(Brief): List each line in the rows below that contains the word "banner", copying every such line in full.

(Records for the task):
==*==
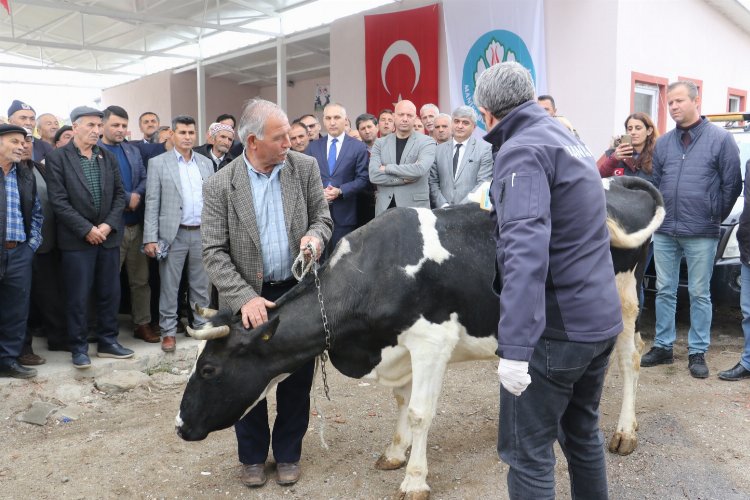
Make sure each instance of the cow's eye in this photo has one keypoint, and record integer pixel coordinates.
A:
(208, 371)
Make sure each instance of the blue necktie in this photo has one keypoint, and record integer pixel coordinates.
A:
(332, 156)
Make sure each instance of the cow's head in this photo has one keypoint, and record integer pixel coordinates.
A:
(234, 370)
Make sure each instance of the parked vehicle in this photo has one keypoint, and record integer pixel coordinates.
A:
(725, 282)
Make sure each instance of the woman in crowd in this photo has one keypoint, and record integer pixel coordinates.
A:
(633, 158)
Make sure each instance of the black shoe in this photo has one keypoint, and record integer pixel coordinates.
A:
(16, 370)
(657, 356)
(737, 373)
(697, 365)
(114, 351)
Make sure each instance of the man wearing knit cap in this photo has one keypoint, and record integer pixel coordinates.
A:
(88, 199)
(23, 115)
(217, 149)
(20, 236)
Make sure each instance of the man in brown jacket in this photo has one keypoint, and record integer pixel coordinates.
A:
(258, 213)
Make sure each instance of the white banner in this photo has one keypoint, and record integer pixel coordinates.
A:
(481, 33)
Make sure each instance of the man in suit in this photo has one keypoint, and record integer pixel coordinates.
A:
==*==
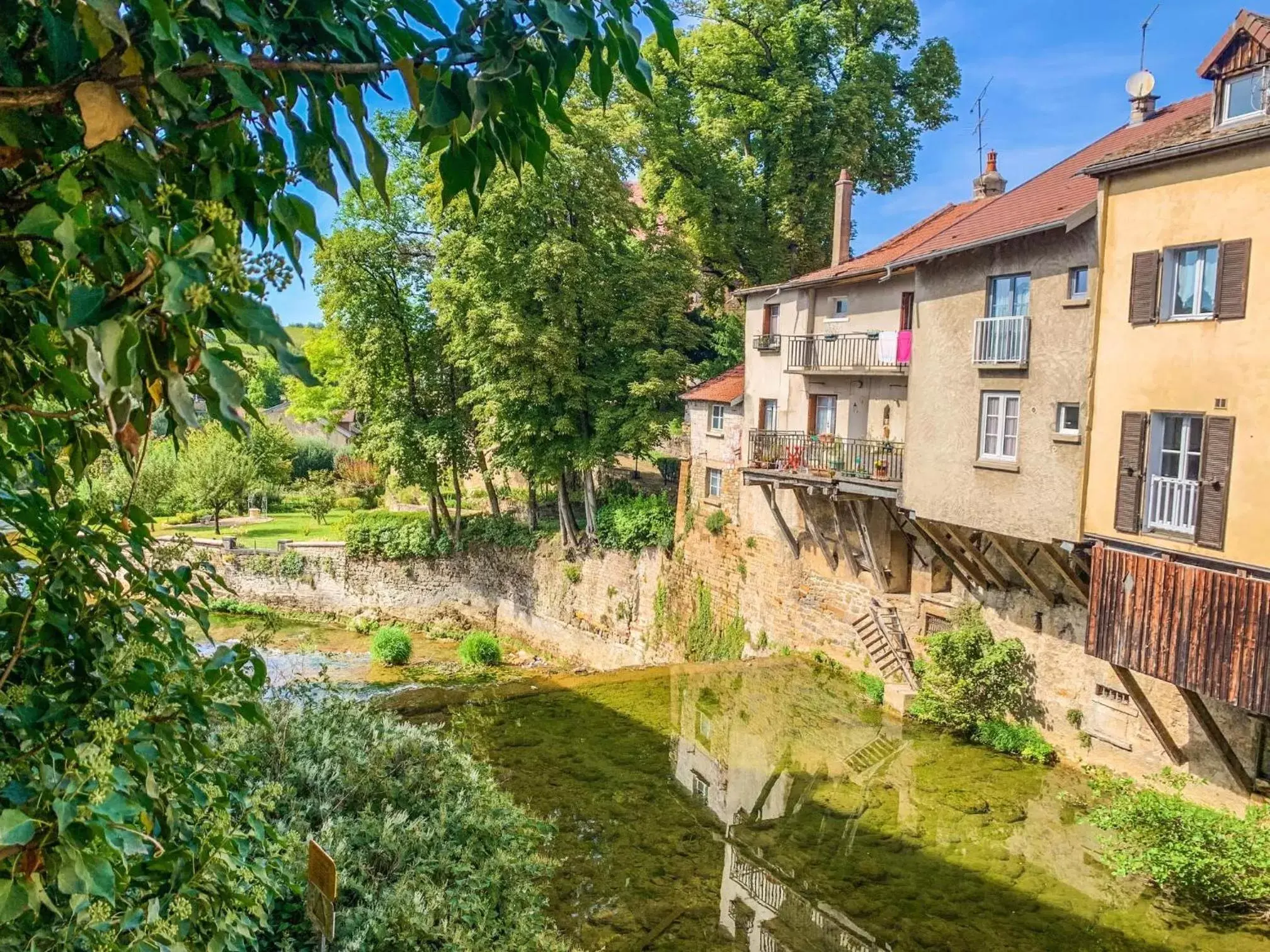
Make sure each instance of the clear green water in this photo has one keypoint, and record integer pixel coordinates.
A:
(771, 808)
==*==
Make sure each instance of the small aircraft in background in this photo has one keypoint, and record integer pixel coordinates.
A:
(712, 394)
==*==
(Answer below):
Make sure each instance of the white banner in this photo has one keypoint, and record integer pixel coordinates.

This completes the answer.